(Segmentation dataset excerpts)

----

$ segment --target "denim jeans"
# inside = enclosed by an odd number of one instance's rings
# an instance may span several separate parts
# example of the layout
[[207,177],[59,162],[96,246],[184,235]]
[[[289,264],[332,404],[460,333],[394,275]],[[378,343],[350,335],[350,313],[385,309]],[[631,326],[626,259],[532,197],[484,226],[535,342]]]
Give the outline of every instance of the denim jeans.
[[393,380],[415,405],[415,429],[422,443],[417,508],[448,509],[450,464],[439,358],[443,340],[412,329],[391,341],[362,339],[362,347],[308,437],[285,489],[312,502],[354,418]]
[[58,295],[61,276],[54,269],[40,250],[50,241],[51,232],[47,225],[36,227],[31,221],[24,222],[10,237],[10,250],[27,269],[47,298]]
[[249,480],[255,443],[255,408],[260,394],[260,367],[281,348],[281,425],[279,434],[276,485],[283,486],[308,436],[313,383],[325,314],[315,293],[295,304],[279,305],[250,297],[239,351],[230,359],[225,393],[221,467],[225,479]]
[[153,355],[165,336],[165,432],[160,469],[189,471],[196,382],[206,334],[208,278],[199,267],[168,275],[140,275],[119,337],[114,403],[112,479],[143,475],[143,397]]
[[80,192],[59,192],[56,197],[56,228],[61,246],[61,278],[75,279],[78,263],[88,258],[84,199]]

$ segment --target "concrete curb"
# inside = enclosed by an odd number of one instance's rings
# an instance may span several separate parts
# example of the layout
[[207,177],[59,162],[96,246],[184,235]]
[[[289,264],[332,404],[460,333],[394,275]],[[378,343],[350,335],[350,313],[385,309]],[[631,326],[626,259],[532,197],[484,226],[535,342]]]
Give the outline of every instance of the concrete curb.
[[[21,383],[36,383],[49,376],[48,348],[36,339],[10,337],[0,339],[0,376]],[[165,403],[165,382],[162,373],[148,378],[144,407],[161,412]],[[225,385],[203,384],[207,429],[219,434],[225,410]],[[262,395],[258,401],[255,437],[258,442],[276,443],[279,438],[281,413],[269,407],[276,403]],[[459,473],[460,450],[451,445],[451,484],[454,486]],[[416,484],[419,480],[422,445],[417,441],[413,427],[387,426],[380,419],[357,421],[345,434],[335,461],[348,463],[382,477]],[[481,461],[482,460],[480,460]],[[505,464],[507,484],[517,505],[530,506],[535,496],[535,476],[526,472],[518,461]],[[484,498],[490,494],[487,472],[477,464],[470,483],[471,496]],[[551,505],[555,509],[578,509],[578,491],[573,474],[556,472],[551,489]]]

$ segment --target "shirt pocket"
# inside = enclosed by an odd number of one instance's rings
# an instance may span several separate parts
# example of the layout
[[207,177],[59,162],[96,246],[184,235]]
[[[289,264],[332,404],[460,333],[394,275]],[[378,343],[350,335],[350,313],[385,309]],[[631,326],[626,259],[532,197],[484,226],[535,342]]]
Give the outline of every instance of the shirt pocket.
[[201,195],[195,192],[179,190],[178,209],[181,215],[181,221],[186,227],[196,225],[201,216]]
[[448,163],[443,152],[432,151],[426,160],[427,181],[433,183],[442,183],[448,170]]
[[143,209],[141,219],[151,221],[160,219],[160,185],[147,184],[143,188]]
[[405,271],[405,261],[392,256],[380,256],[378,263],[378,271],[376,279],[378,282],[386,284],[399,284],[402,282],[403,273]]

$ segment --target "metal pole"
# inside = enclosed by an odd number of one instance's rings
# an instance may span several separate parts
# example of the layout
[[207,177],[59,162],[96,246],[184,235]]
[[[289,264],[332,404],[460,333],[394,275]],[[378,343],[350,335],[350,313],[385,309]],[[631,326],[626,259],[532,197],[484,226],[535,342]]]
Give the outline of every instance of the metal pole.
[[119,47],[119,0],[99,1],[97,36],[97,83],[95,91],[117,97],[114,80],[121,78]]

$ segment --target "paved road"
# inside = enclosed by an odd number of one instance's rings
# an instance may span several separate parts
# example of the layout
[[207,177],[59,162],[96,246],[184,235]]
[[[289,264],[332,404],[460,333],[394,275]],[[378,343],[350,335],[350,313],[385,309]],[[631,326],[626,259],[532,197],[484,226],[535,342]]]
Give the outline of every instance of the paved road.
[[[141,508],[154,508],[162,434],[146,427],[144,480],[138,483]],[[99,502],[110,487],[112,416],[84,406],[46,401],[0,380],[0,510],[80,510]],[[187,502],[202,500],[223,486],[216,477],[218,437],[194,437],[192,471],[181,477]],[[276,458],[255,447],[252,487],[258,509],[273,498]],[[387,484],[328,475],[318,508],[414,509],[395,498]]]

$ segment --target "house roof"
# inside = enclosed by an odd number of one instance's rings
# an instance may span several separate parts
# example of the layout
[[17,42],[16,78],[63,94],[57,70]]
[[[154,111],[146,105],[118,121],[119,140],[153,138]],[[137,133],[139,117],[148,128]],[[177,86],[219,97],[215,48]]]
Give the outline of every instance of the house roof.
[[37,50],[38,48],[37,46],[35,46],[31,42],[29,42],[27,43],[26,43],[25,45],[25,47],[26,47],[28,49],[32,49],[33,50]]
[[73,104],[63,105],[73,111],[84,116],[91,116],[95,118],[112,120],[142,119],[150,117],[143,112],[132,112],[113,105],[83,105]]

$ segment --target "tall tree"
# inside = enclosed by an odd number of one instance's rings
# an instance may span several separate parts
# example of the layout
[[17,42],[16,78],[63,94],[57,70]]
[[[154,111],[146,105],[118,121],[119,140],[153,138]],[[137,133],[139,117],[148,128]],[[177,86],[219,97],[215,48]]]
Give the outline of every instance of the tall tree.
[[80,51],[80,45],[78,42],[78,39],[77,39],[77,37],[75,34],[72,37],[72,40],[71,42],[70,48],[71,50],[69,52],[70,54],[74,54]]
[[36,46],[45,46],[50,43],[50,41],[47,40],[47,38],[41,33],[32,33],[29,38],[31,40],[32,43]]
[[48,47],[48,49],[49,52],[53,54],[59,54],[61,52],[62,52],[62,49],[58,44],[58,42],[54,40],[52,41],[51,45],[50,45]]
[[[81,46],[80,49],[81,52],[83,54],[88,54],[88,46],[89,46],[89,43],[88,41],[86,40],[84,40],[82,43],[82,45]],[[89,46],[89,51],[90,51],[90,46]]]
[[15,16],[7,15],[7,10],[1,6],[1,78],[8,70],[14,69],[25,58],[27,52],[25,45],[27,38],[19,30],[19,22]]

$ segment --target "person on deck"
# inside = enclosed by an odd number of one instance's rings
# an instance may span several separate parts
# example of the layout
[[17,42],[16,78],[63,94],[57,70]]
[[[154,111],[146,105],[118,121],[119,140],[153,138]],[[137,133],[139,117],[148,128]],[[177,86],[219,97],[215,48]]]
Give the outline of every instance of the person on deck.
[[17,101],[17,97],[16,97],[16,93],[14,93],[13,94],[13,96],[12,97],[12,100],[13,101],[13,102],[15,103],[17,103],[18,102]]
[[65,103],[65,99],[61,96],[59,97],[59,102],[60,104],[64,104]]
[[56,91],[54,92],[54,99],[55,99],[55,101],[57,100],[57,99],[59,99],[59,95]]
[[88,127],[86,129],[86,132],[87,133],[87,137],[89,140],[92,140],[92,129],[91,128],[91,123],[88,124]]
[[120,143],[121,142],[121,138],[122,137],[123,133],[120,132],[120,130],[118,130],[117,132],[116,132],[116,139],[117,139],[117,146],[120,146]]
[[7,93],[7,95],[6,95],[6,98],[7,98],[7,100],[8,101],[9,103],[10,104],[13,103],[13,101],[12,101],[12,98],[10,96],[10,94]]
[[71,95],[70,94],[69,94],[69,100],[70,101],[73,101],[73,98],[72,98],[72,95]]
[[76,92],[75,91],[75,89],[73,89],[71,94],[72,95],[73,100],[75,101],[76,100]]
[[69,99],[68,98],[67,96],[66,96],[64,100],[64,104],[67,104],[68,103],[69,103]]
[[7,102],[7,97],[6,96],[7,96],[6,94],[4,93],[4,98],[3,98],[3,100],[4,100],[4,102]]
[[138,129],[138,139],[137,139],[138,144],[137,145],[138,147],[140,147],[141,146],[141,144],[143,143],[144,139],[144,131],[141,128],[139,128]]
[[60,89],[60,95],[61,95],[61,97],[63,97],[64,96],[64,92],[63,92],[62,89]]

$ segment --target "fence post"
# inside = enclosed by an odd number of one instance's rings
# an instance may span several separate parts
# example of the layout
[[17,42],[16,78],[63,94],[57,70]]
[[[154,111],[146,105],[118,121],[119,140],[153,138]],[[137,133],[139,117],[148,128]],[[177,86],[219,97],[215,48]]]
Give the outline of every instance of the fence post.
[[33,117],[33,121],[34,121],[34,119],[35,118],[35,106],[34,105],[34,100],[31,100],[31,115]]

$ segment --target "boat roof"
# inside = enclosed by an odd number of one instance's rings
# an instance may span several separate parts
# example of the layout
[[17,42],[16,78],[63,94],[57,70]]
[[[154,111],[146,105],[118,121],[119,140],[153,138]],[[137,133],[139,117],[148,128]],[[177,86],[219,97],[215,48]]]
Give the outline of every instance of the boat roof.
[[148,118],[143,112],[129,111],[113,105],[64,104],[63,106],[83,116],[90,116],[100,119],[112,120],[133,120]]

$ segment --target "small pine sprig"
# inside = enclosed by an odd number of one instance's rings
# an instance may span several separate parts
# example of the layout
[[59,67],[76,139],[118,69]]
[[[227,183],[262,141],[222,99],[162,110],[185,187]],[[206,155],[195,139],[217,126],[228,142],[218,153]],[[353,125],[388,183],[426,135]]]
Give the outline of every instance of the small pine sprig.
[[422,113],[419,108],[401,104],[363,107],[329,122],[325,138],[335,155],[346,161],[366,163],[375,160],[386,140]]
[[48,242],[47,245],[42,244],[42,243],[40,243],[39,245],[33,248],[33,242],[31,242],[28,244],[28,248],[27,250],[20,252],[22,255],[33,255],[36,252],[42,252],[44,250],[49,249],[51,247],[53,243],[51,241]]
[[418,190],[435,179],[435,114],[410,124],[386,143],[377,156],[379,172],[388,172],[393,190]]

----

### TO DO
Reproduce the entries from the very start through the line containing "Give the outline of every instance of the denim", substituting "format" for "layout" and leaving everything else unchanged.

### ANSWER TO THIS EXERCISE
$ segment --target "denim jeans"
# inside = enclosed by an odd number of one instance's rings
# an instance may span several separate parts
# example of the format
[[207,177],[59,162],[96,246],[184,235]]
[[[289,264],[332,404],[460,333],[394,275]],[[378,343],[350,335],[350,313],[385,309]],[[631,326],[626,259],[532,197],[484,226],[535,342]]]
Give the outline of every instance of the denim jeans.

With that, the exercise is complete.